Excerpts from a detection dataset

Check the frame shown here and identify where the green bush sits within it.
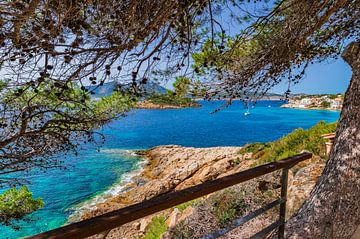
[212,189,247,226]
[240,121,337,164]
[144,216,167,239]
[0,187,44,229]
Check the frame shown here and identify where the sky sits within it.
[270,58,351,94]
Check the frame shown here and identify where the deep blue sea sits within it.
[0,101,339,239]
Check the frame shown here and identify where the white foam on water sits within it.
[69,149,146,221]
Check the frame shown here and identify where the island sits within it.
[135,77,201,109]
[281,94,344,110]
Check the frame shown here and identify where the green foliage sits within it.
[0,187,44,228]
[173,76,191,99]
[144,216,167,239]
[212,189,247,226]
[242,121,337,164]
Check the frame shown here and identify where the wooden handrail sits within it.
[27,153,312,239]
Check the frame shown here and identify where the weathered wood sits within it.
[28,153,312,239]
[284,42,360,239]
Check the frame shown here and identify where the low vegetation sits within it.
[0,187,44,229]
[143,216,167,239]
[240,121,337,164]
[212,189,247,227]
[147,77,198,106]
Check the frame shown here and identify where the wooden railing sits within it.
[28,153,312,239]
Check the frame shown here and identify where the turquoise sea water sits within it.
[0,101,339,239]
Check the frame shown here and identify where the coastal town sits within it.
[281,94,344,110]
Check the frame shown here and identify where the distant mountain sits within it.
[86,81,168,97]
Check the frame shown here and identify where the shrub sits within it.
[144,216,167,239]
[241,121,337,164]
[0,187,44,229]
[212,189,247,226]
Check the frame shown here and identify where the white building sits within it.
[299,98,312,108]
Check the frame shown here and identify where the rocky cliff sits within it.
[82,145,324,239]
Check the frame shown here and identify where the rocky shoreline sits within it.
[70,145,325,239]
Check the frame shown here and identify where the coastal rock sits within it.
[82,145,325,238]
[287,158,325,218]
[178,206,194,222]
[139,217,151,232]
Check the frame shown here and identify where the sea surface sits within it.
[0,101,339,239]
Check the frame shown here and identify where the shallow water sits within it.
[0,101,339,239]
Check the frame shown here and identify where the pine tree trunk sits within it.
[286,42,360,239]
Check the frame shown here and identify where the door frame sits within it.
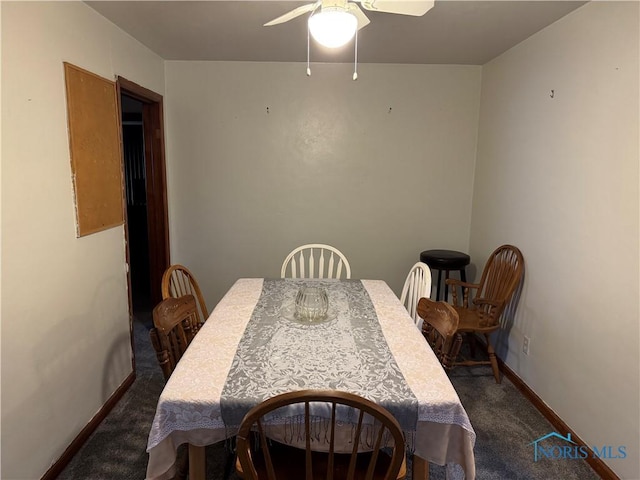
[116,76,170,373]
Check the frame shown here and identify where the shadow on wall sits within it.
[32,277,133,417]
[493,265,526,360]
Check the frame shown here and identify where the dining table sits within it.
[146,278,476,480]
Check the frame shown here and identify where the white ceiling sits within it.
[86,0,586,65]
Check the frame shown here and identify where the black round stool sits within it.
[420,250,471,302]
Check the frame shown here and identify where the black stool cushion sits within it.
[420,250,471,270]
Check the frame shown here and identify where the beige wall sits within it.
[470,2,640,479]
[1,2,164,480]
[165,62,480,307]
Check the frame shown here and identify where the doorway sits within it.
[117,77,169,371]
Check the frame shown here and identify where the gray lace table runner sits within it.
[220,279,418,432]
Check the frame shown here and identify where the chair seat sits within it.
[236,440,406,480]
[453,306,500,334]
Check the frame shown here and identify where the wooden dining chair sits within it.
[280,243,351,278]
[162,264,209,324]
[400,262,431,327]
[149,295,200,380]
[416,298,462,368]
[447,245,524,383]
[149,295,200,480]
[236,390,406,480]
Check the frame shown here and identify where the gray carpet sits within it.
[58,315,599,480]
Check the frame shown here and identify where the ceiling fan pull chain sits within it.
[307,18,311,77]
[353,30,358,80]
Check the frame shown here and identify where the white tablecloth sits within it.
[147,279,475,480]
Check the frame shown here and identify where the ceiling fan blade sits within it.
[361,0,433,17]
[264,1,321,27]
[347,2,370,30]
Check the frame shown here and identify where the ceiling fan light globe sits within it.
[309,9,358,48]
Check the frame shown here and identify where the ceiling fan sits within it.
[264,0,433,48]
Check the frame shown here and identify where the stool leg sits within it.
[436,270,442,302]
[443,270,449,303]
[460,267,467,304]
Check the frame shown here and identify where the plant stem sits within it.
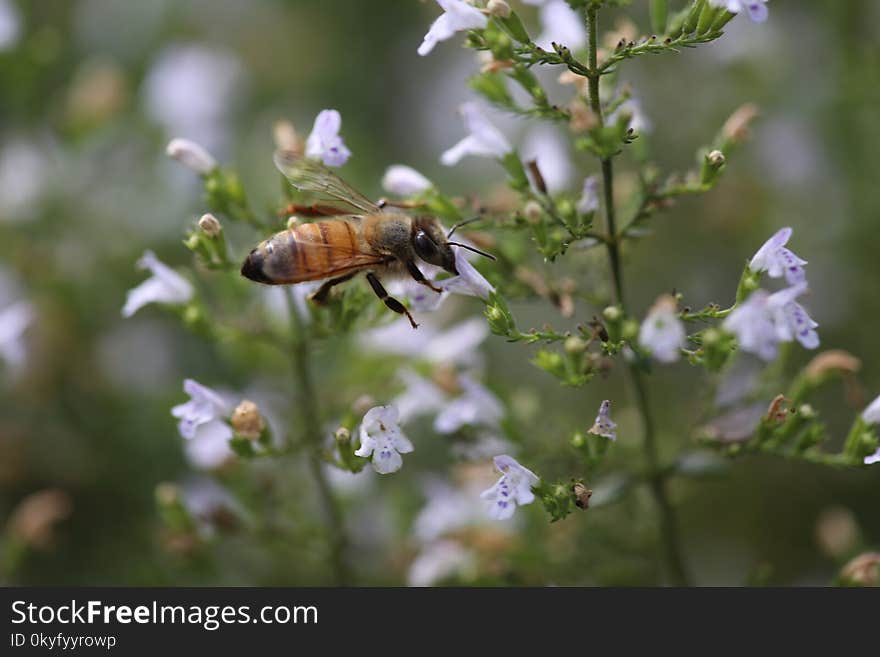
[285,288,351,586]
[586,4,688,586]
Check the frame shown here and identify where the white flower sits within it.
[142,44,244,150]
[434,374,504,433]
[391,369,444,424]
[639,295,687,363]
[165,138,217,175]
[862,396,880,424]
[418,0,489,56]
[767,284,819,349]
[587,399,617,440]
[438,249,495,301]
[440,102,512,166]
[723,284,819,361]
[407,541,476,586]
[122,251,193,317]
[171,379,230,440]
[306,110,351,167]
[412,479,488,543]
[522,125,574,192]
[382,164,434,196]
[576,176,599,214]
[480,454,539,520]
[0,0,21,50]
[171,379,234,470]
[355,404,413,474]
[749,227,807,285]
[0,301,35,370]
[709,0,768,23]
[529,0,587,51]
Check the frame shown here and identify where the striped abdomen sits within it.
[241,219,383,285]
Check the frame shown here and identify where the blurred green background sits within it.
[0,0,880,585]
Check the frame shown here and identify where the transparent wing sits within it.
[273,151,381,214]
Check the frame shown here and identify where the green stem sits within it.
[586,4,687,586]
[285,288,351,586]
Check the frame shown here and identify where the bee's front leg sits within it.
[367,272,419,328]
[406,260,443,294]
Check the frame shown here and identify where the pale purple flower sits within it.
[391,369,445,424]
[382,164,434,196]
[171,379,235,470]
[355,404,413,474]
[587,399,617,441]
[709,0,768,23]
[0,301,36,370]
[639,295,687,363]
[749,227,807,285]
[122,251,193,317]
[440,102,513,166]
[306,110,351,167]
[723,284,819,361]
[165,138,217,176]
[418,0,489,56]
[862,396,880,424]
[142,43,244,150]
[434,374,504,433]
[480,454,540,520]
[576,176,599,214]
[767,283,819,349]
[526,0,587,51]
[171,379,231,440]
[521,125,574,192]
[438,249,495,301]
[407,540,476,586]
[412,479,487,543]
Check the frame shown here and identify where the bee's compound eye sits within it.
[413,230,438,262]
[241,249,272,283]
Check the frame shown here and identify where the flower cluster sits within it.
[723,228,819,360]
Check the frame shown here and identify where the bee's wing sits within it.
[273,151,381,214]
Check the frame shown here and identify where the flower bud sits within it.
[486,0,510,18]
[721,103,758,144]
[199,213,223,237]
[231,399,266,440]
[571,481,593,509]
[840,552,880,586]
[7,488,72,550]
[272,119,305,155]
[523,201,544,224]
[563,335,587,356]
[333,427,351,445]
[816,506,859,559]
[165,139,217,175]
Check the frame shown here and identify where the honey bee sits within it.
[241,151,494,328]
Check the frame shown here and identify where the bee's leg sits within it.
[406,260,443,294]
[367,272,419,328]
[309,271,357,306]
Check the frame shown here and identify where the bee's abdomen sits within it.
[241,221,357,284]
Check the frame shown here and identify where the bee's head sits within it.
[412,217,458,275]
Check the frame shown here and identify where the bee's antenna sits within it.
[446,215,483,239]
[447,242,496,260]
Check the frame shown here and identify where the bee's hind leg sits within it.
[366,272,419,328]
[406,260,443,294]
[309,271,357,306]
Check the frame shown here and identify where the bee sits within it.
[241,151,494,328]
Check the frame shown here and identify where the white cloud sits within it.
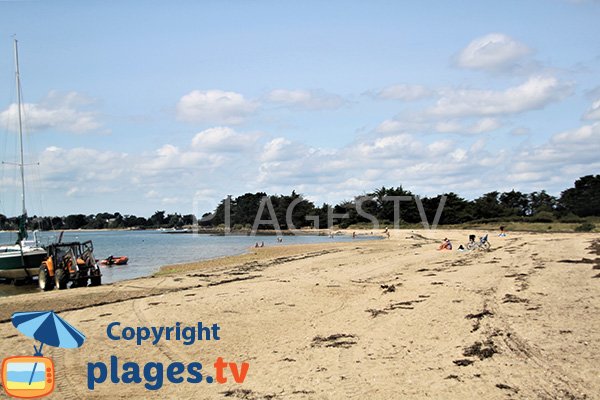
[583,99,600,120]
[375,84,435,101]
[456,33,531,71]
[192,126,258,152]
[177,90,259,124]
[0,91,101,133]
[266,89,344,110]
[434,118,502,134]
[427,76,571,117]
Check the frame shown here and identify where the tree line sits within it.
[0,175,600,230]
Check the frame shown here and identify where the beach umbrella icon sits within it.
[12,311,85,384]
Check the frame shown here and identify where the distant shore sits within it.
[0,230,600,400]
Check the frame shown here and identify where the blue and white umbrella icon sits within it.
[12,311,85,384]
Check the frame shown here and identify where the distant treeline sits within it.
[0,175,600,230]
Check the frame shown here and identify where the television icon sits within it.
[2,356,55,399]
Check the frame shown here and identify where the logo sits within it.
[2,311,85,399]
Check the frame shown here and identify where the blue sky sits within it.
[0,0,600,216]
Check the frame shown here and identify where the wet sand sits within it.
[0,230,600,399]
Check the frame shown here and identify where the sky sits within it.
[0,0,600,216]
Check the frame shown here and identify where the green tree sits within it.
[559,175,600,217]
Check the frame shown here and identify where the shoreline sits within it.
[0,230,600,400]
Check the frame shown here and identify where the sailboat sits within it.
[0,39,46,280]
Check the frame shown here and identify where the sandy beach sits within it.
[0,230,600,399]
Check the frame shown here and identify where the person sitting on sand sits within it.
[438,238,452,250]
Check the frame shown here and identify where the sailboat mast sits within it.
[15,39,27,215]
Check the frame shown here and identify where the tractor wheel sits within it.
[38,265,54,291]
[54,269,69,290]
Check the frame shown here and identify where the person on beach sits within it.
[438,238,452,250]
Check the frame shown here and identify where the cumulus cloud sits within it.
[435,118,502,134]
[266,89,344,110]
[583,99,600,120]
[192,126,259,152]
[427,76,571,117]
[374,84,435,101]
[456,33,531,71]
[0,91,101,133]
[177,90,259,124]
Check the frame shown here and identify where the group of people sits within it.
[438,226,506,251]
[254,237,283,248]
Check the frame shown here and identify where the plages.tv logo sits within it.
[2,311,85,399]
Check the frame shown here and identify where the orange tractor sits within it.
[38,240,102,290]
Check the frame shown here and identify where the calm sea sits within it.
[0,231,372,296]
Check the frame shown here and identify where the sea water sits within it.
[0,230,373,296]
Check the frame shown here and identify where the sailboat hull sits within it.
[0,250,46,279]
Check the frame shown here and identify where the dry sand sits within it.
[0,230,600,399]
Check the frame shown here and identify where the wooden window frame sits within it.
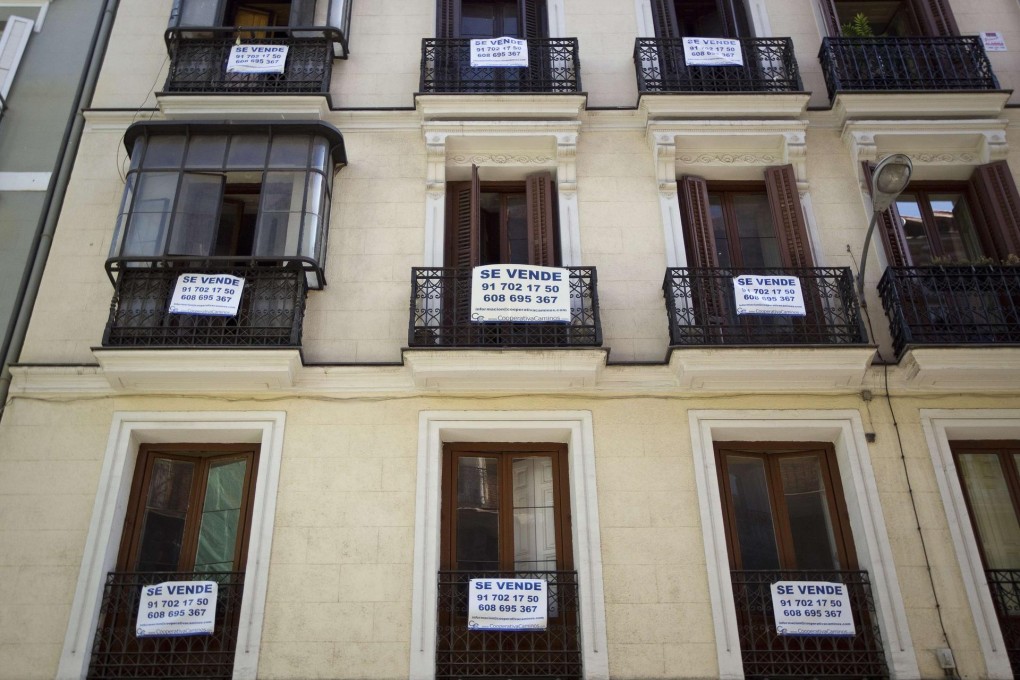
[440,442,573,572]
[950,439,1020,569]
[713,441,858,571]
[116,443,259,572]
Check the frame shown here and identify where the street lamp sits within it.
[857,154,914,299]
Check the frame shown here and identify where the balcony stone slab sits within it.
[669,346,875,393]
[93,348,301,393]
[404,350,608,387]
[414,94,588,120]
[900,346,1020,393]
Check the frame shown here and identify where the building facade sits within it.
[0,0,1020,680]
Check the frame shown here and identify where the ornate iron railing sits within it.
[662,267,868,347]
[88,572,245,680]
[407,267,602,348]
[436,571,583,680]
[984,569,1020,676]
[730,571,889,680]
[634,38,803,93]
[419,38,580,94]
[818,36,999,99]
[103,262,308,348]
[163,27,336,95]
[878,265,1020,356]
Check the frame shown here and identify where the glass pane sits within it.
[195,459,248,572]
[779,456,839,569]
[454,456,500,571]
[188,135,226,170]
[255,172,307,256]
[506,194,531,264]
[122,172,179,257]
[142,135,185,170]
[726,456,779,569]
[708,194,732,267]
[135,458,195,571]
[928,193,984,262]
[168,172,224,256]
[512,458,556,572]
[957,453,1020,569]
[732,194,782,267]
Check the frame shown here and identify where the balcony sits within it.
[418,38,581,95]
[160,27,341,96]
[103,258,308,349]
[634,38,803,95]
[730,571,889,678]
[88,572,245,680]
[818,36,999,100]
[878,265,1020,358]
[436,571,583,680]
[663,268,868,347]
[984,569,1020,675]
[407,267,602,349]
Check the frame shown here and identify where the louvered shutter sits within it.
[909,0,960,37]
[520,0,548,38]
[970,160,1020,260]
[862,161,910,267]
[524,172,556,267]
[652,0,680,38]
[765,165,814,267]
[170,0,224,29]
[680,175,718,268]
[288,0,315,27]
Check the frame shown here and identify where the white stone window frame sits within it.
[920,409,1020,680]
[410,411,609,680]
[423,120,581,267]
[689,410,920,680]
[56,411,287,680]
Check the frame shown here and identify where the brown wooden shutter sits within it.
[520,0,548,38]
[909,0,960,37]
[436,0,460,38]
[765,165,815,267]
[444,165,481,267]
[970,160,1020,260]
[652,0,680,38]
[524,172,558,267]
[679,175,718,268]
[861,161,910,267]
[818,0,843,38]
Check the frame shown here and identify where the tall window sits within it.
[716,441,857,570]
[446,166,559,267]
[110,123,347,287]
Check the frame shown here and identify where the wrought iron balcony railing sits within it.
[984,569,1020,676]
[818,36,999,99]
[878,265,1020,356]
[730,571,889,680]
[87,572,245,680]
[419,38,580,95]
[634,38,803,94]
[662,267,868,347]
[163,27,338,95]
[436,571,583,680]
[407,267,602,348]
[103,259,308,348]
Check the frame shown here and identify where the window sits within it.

> Task description: Quote the records verbatim from their beginning through the line containing "[242,121,337,164]", with both ends included, and omit the pictures from your reply.

> Task output:
Check the frame shown here and identify where the green bush sits within it.
[212,189,247,226]
[240,121,337,164]
[144,216,167,239]
[0,187,44,229]
Check the frame shown here and identify where the sky sits within it.
[270,58,351,94]
Check the frame shown here and identify where the deep blue sea sits within it.
[0,101,339,239]
Check the frame shown here and identify where the white foam on water sits within it.
[69,149,146,221]
Check the frame shown here and identify where the island sits within it.
[135,77,201,109]
[281,94,344,110]
Check the frame shown here and identify where the green foliage sits within it.
[0,187,44,228]
[173,76,191,99]
[144,216,167,239]
[212,189,247,226]
[242,121,337,164]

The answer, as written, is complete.